**Description of the task:** Turn the data below into a numbered list, starting at the line holding "point: rock |" and running through the last line, both ends included. Skip blank lines and leave the pictures out.

**Entries supplied:**

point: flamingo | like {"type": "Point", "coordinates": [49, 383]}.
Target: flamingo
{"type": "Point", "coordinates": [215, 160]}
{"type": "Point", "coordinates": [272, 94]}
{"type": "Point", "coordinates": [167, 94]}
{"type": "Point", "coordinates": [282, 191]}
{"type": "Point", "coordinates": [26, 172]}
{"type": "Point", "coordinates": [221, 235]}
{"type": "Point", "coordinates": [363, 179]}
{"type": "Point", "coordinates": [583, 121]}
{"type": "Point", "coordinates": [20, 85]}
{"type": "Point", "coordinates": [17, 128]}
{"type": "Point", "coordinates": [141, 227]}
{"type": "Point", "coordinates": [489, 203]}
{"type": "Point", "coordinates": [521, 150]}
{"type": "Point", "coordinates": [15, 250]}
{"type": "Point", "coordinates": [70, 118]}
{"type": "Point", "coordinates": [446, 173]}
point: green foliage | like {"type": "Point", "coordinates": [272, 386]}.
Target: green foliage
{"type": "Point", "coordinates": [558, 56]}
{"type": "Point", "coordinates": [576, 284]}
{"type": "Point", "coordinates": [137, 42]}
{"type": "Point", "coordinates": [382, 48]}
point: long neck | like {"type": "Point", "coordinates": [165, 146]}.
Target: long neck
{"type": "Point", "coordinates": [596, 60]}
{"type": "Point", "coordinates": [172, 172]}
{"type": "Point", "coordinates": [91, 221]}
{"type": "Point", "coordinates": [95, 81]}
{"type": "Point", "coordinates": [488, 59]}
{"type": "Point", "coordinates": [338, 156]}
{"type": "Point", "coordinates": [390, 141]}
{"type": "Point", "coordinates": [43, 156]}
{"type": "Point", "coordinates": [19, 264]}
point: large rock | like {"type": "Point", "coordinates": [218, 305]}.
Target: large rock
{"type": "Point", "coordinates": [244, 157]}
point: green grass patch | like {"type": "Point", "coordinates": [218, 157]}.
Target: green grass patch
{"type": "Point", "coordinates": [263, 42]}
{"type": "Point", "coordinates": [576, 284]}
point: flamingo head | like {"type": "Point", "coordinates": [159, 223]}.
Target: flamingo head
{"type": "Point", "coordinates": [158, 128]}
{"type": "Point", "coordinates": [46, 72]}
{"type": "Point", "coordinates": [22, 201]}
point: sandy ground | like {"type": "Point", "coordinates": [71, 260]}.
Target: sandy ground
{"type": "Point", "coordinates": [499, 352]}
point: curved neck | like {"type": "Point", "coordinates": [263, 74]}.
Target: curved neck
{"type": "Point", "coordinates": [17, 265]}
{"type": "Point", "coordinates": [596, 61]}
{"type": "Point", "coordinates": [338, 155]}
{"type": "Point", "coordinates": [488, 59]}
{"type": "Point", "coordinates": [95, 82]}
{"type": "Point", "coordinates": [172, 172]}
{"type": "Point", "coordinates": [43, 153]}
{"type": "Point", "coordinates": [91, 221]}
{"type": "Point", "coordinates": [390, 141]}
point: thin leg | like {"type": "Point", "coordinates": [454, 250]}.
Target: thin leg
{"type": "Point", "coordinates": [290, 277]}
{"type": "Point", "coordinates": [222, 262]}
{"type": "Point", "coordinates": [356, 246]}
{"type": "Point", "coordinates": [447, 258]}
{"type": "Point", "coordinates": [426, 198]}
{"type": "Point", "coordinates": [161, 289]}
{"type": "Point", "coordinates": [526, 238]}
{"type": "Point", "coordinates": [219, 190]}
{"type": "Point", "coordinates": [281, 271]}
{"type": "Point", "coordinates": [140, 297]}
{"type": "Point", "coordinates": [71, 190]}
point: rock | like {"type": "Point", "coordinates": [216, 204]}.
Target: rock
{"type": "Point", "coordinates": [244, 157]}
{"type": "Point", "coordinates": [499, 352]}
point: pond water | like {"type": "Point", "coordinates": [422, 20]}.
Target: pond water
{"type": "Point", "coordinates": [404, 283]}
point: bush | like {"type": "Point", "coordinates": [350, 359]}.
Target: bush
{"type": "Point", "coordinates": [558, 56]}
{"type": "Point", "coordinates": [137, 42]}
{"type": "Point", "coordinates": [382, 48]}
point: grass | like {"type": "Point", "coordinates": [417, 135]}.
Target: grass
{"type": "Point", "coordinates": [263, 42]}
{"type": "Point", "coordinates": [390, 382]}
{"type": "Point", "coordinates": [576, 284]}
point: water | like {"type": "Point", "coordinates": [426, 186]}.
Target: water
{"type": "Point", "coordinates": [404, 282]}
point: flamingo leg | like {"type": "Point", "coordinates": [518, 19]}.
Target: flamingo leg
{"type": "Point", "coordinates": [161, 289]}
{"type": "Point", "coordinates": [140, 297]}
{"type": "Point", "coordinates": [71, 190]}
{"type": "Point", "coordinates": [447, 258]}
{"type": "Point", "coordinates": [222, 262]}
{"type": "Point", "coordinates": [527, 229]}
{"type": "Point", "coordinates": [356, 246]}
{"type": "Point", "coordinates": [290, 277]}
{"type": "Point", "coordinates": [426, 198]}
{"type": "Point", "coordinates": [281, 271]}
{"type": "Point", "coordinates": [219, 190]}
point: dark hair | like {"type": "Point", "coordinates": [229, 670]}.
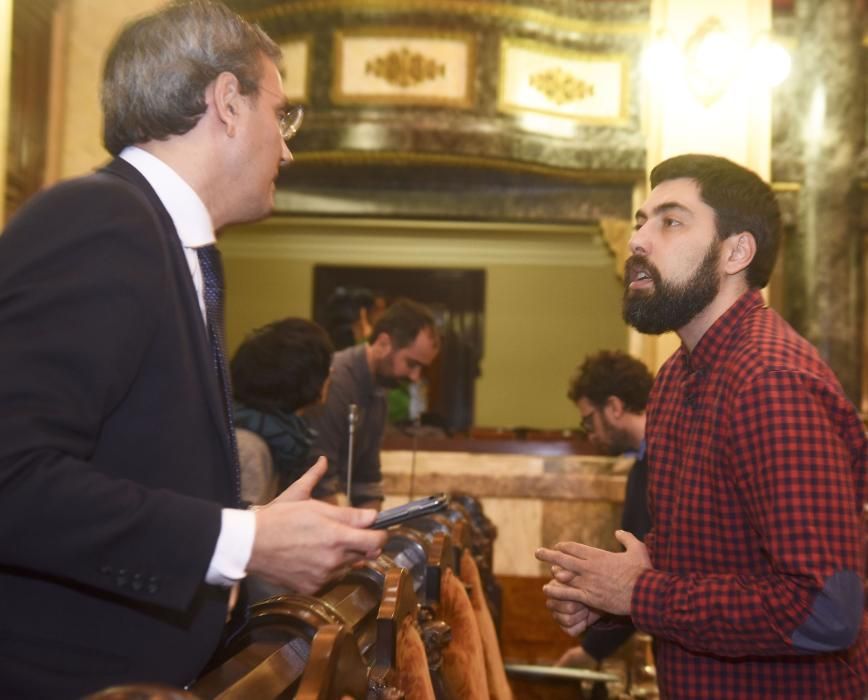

**Response for this exercise:**
1. point: rock | like {"type": "Point", "coordinates": [216, 204]}.
2. Target: rock
3. {"type": "Point", "coordinates": [244, 157]}
4. {"type": "Point", "coordinates": [499, 352]}
5. point: pond water | like {"type": "Point", "coordinates": [422, 20]}.
6. Target: pond water
7. {"type": "Point", "coordinates": [404, 283]}
8. point: bush | like {"type": "Point", "coordinates": [350, 359]}.
9. Target: bush
10. {"type": "Point", "coordinates": [558, 56]}
11. {"type": "Point", "coordinates": [137, 42]}
12. {"type": "Point", "coordinates": [382, 48]}
13. point: grass | like {"type": "Point", "coordinates": [417, 135]}.
14. Target: grass
15. {"type": "Point", "coordinates": [263, 42]}
16. {"type": "Point", "coordinates": [390, 382]}
17. {"type": "Point", "coordinates": [576, 284]}
18. point: water | like {"type": "Point", "coordinates": [426, 186]}.
19. Target: water
20. {"type": "Point", "coordinates": [404, 282]}
21. point: flamingo leg | like {"type": "Point", "coordinates": [518, 19]}.
22. Target: flamingo leg
23. {"type": "Point", "coordinates": [161, 289]}
24. {"type": "Point", "coordinates": [140, 297]}
25. {"type": "Point", "coordinates": [71, 190]}
26. {"type": "Point", "coordinates": [447, 258]}
27. {"type": "Point", "coordinates": [222, 262]}
28. {"type": "Point", "coordinates": [527, 229]}
29. {"type": "Point", "coordinates": [356, 246]}
30. {"type": "Point", "coordinates": [290, 277]}
31. {"type": "Point", "coordinates": [426, 198]}
32. {"type": "Point", "coordinates": [281, 271]}
33. {"type": "Point", "coordinates": [219, 190]}
34. point: dark hair | like {"type": "Point", "coordinates": [229, 670]}.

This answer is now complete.